Task ▸
Switch "wooden post" to "timber post" in everything from the line containing "Practice. Locate the wooden" down to the line containing "Query: sandy ground", and give those lines again with nothing else altered. Leave the pictures out of your answer.

Pointing and labeling entries
====================

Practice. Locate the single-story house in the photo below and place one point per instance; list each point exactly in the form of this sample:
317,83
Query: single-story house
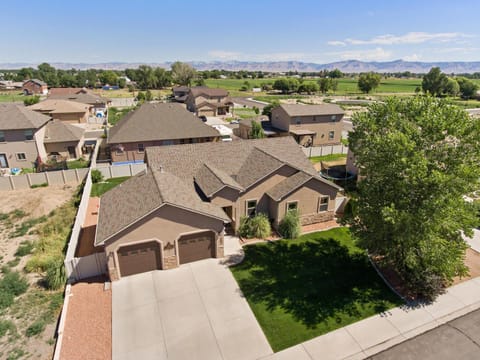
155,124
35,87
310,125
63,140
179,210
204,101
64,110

====================

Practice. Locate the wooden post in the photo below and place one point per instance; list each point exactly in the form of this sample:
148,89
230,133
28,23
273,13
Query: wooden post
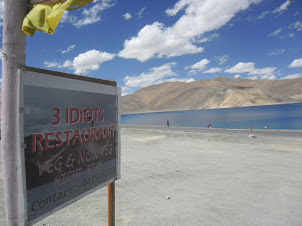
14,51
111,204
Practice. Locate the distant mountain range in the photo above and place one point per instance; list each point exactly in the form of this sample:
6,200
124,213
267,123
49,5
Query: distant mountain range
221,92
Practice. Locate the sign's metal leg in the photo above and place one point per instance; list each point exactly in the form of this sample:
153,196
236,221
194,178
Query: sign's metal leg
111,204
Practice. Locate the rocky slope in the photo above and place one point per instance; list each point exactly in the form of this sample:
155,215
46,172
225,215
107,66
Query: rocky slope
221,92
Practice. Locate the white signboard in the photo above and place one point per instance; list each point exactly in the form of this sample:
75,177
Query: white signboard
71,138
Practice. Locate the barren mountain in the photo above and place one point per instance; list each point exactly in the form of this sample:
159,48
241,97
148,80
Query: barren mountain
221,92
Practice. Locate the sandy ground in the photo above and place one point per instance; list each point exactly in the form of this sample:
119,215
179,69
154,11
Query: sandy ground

====================

Solution for this exercise ▸
Practice. Locate the timber post in the photo below and place one point per instance; list each point exactly in the form of this sample:
148,89
230,133
28,23
273,13
Query: timber post
14,51
111,204
Practice. Locate the distant mountain range in the photo above and place one point per instance; list each point exactly in the form of this sample:
6,200
124,213
267,123
49,5
Query: distant mountain range
221,92
Practice. Locate the sign's metal leg in the photo above and place one point per instance; list each point exactly in the form of this sample:
153,196
236,221
194,178
Query: sign's metal leg
111,204
Practice. Locate the rocky slope in the photo above and place one point per instance; list each point exactly in the form of this sample:
155,215
46,172
225,215
107,66
Query: rocky slope
221,92
Practice. Locate the white signboard in the photo above and place one point per instance; list each point exactly in the form of this sample:
75,177
Query: white signboard
71,138
Practice. Locate the barren mountain in the photo above and place one point per instance; list each point exactly in the form of this sample:
159,48
241,97
148,80
Query: barren mountain
221,92
Practice. Locate the sandy ground in the photo above and place one point per instance; list each point exactly in the form of this sample:
119,215
179,69
154,11
Query: sandy ground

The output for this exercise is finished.